Assignment -
Copy the data from its first line through the line containing "negative clicks: (393, 383)", replacing "exact" with "precise" and leaving everything else unchanged.

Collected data

==============================

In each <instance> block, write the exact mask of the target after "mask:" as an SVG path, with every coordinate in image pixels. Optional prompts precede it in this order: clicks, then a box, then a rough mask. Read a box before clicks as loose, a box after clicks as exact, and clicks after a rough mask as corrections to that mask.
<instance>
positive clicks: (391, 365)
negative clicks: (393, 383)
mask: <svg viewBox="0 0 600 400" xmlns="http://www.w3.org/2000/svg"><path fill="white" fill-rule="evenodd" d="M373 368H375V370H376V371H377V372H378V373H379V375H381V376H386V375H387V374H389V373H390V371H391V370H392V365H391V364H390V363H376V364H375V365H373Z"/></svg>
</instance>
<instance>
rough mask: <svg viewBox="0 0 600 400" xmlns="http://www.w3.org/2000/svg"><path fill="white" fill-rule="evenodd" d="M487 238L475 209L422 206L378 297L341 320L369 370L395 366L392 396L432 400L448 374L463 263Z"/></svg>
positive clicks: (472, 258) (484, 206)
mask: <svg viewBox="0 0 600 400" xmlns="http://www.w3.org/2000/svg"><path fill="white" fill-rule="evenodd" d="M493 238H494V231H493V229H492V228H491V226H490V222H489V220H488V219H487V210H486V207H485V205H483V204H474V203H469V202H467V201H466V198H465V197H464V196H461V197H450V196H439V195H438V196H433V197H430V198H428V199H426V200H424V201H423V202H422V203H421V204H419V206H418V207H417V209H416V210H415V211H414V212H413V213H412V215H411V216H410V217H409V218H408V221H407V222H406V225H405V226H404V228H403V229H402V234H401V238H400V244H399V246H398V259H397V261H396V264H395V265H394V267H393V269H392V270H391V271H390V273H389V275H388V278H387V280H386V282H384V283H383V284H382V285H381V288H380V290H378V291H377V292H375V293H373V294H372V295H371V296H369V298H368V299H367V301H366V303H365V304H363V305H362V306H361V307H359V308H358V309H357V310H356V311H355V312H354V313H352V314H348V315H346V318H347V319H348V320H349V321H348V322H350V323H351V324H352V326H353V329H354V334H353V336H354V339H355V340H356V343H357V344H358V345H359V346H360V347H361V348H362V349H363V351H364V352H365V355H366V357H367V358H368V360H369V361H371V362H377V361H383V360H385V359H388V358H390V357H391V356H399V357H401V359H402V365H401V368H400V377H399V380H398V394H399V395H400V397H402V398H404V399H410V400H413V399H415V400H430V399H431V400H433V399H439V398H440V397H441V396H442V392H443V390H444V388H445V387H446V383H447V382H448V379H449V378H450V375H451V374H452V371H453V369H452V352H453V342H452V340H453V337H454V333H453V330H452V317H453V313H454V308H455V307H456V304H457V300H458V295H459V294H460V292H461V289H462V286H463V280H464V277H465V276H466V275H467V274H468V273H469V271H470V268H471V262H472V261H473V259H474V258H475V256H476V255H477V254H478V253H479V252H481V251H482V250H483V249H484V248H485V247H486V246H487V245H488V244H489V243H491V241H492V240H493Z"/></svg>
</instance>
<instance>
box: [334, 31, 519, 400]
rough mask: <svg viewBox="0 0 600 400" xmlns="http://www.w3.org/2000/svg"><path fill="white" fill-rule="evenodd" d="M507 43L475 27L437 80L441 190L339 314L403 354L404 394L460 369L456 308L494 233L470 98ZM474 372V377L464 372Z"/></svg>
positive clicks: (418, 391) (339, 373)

==============================

Task output -
In each <instance> block, write the precise mask of the target after "mask:" as an SVG path, with every coordinate in image pixels. Optional prompts precede it in this order: clicks, then a box, then a rough mask. Read a box before clicks as loose, a box after clicks as precise, and clicks after a rough mask as corrections to that mask.
<instance>
positive clicks: (391, 365)
negative clicks: (393, 383)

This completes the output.